» Requirement: Reproduce the listing below, replacing every occurrence of "integer pixel coordinates" with "whole-number pixel coordinates" and leaving everything else unchanged. Omit the pictures from your version.

## START Recorded information

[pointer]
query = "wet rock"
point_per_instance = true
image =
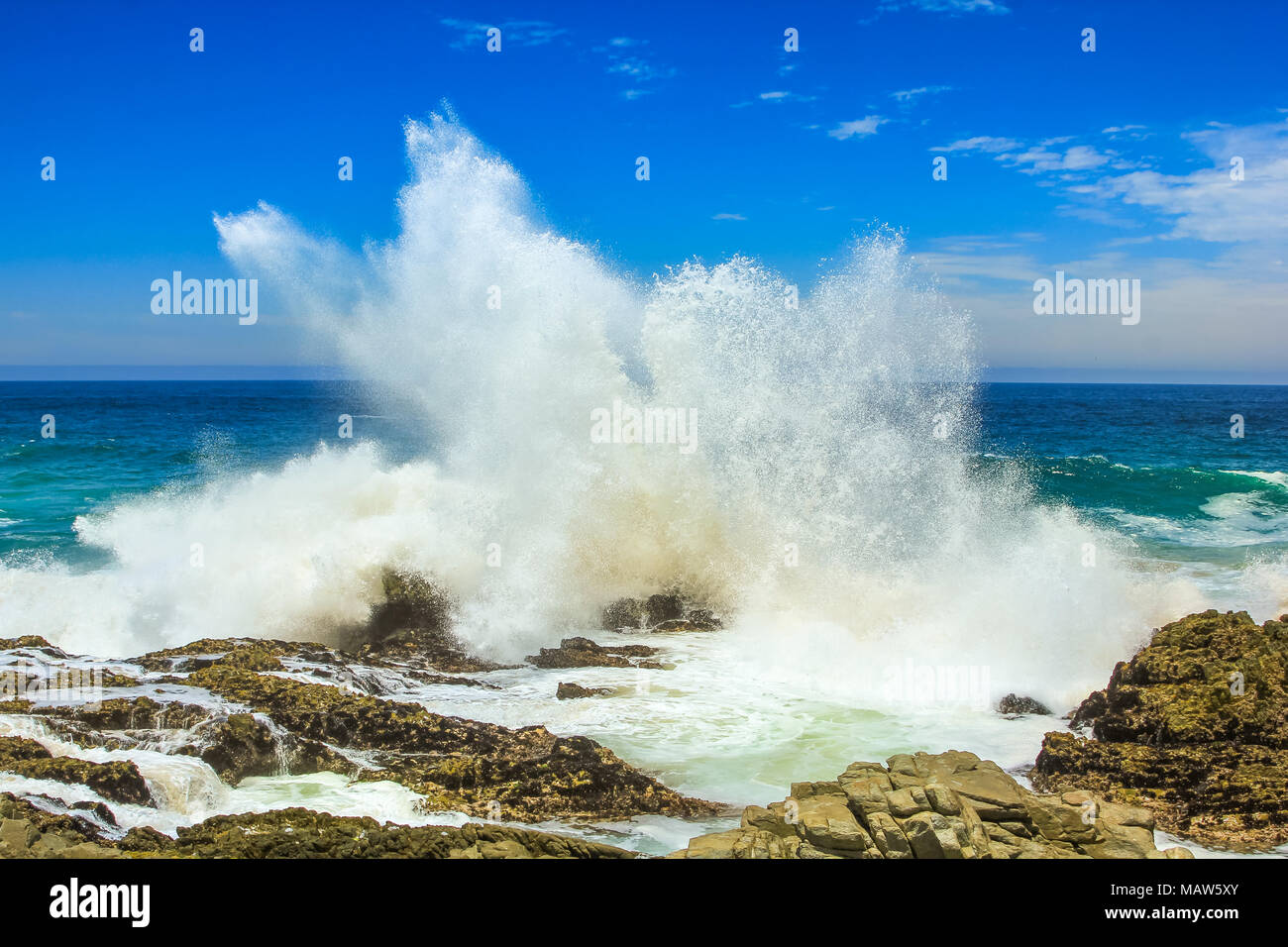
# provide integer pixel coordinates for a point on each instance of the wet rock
(412, 628)
(1013, 705)
(455, 763)
(305, 834)
(240, 746)
(119, 781)
(35, 642)
(568, 692)
(133, 714)
(919, 805)
(583, 652)
(206, 651)
(623, 613)
(660, 608)
(1194, 727)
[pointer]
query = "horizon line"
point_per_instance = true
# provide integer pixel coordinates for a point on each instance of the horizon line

## END Recorded information

» Task solution:
[pointer]
query = "wet rock"
point_per_instance = true
image =
# provide whole-number pixel coordinates for a point on each instance of the wet rock
(412, 628)
(1013, 705)
(455, 763)
(305, 834)
(240, 746)
(119, 781)
(35, 642)
(568, 692)
(133, 714)
(919, 805)
(583, 652)
(206, 651)
(623, 613)
(660, 608)
(1194, 727)
[pointer]
query = "horizon line"
point_per_instance = true
# provide whole-number pixel coordinates for a point on each instance of the horizon line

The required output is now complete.